START Data records
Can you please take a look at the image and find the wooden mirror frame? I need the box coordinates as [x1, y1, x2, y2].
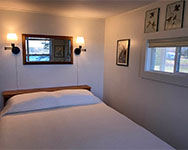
[22, 34, 73, 65]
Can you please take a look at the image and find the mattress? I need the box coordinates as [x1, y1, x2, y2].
[0, 102, 174, 149]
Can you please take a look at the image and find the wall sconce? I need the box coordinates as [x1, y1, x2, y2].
[4, 33, 20, 55]
[74, 37, 86, 55]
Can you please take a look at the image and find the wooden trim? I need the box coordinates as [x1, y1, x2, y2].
[22, 34, 73, 65]
[2, 85, 91, 106]
[22, 34, 26, 64]
[22, 34, 73, 39]
[22, 61, 73, 65]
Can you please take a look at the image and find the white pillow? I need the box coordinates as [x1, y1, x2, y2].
[1, 89, 102, 116]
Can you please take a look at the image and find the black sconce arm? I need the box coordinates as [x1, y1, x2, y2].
[74, 45, 86, 55]
[4, 43, 20, 55]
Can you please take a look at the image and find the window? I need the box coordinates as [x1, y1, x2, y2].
[22, 34, 73, 65]
[143, 37, 188, 87]
[179, 47, 188, 73]
[151, 47, 176, 73]
[146, 37, 188, 74]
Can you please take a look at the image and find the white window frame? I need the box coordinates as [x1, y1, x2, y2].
[141, 37, 188, 88]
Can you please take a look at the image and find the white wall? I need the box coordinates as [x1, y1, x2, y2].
[0, 10, 104, 110]
[104, 1, 188, 149]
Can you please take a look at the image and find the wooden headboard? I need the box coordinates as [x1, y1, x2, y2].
[2, 85, 91, 106]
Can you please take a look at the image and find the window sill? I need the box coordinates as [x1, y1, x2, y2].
[141, 70, 188, 88]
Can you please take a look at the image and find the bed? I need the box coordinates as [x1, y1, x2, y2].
[0, 85, 174, 149]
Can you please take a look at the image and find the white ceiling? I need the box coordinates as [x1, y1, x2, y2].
[0, 0, 156, 18]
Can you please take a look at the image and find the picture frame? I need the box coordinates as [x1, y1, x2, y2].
[54, 45, 65, 58]
[144, 8, 160, 33]
[164, 0, 185, 30]
[116, 39, 130, 67]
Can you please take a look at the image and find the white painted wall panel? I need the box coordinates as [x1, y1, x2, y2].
[104, 1, 188, 149]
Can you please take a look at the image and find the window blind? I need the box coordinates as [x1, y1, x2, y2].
[148, 37, 188, 48]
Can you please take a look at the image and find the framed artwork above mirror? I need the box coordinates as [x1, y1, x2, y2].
[22, 34, 73, 65]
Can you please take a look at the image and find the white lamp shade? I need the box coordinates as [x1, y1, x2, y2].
[76, 37, 85, 46]
[7, 33, 18, 42]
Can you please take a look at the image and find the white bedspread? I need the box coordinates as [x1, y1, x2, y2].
[0, 103, 174, 149]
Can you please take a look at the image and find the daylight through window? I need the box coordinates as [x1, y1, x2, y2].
[145, 37, 188, 74]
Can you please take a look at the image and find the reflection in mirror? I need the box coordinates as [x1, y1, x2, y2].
[22, 34, 73, 64]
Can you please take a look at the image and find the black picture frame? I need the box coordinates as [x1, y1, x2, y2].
[144, 8, 160, 33]
[164, 0, 185, 30]
[116, 39, 130, 67]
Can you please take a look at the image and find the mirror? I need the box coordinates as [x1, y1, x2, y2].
[22, 34, 73, 65]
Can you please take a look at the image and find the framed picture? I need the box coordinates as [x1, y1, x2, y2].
[165, 0, 185, 30]
[144, 8, 160, 33]
[116, 39, 130, 66]
[54, 45, 65, 58]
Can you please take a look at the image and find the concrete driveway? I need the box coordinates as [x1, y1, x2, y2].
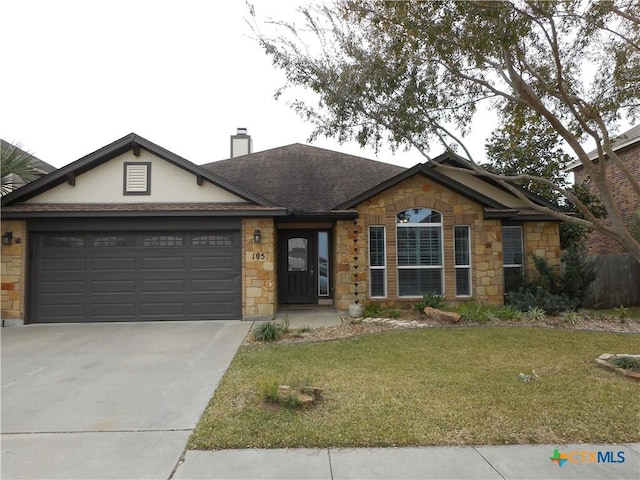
[1, 321, 250, 479]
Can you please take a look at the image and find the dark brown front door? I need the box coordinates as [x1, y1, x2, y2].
[279, 230, 316, 304]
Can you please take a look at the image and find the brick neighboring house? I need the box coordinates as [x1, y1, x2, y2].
[1, 132, 564, 324]
[567, 125, 640, 255]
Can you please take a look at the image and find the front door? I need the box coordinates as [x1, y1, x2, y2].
[279, 230, 316, 304]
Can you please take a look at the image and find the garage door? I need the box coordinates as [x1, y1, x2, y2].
[30, 230, 241, 323]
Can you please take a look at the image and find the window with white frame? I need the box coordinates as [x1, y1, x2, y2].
[396, 208, 443, 296]
[502, 226, 524, 293]
[454, 225, 472, 296]
[368, 226, 386, 297]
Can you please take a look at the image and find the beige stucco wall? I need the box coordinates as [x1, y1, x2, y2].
[27, 150, 246, 204]
[334, 175, 561, 310]
[242, 218, 277, 320]
[1, 220, 27, 324]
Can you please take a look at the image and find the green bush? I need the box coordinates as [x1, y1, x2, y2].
END Data records
**About this exercise**: Transcribe all the data word for word; the images stay out.

**Expected answer**:
Can you please take a look at the image and find the wooden mirror frame? I need the box coordinates as [x1, y1, x2, y2].
[22, 34, 73, 65]
Can you please take a look at the image and find the mattress? I need the box coordinates as [x1, y1, x2, y2].
[0, 102, 174, 149]
Can you please take a look at the image and find the wall sconce? I need the box coordinates as [x1, y1, x2, y2].
[4, 33, 20, 55]
[74, 37, 86, 55]
Can you please take a look at the image and find the wooden trim? I need the box coordinates as [x1, y1, x2, y2].
[22, 34, 73, 65]
[2, 85, 91, 106]
[22, 34, 26, 64]
[22, 34, 73, 39]
[22, 61, 73, 65]
Can you please take a look at the image and find the white pillow? I need the box coordinates as [x1, y1, x2, y2].
[1, 89, 102, 116]
Can you please take a look at the image and find the black sconce arm? I need the box coordinates as [x1, y1, x2, y2].
[74, 45, 86, 55]
[4, 43, 20, 55]
Can you please take a look at the image and find the window? I need the box coordinates as [x1, y1, x2, y2].
[22, 34, 73, 65]
[143, 37, 188, 87]
[179, 47, 188, 73]
[151, 47, 176, 73]
[146, 37, 188, 74]
Can you please take a look at the image and find the white window frame? I need the box coordinates as [x1, y1, x2, y2].
[141, 37, 188, 88]
Can you please take a look at the image and find the white wall? I need the box coordinates as [x1, y1, x2, y2].
[0, 10, 104, 110]
[104, 1, 188, 149]
Can you please take a look at the image and find the wooden headboard? I need the box coordinates as [x1, y1, x2, y2].
[2, 85, 91, 106]
Can you please take a look at the image and find the window sill? I need the box coordinates as [x1, y1, x2, y2].
[141, 70, 188, 88]
Can you please take a look at the image and find the bed? I need the box coordinates as [x1, y1, x2, y2].
[0, 85, 174, 149]
Can you please take a look at the image and find the white ceiling? I need the box coordinates as [x1, y1, x2, y2].
[0, 0, 156, 18]
Can you please take a look at the image and find the picture frame? I need the box coordinates as [x1, y1, x2, y2].
[54, 45, 65, 58]
[144, 8, 160, 33]
[164, 0, 185, 30]
[116, 39, 130, 67]
Can you please take a look at the image and find the white painted wall panel? I need the box coordinates as [x1, y1, x2, y2].
[104, 1, 188, 149]
Can you please take a look at the image and find the window blind? I need the box coordinates as [x1, y1, x2, y2].
[148, 37, 188, 48]
Can you please take a look at the image and find the framed artwork above mirror? I need the box coordinates as [x1, y1, x2, y2].
[22, 34, 73, 65]
Can you please take a look at the image and find the white lamp shade? I need the box coordinates as [x1, y1, x2, y2].
[76, 37, 85, 46]
[7, 33, 18, 42]
Can you please take a look at the image and find the white bedspread? I need the box coordinates as [x1, y1, x2, y2].
[0, 103, 174, 149]
Can you please take a look at the image and find the daylight through window? I need the box coordinates as [x1, y1, x2, y2].
[145, 37, 188, 74]
Can you please take a look at the image and find the reflection in mirror? I need the box coordinates as [x1, y1, x2, y2].
[22, 34, 73, 64]
Can you please take a look at the image and find the black picture frame? I need the box coordinates as [x1, y1, x2, y2].
[144, 8, 160, 33]
[164, 0, 185, 30]
[116, 39, 130, 67]
Can you please take a look at the image and find the mirror? I need the box coordinates as [x1, y1, x2, y2].
[22, 34, 73, 65]
Can you please take a look at the image and find the framed picture? I need the box coordinates as [x1, y1, x2, y2].
[165, 0, 185, 30]
[144, 8, 160, 33]
[116, 39, 130, 66]
[54, 45, 65, 58]
Can you please take a look at the image and find the concrete driveway? I need the box coordinates as [x1, y1, x2, y2].
[1, 321, 250, 479]
Can you please take a look at the image and find the dark brown front door? I need the box coordinates as [x1, y1, x2, y2].
[279, 230, 316, 304]
Can you please take a look at the image and find the brick neighboring house? I need the box coordinates as [x1, y1, x2, y2].
[1, 132, 564, 324]
[567, 125, 640, 255]
Can you please take a look at the image and find the front door? I need the box coordinates as [x1, y1, x2, y2].
[279, 230, 316, 304]
Can you please take a look at the image and find the garage door? I need the box coordinates as [x1, y1, x2, y2].
[30, 230, 241, 323]
Can you please take a look at the image and find the window with white frame? I need the box coordinates as [x1, y1, x2, y2].
[396, 208, 443, 296]
[502, 226, 524, 293]
[454, 225, 472, 296]
[368, 226, 386, 297]
Can you please take a look at the image and find the beige stucco wall? I need the box coordinates as [x1, y1, x2, y2].
[27, 150, 246, 204]
[334, 175, 561, 310]
[242, 218, 277, 320]
[1, 220, 27, 324]
Can you please take a look at the image and find the green bush? I need the box coordinates as [x1, y1, x2, y2].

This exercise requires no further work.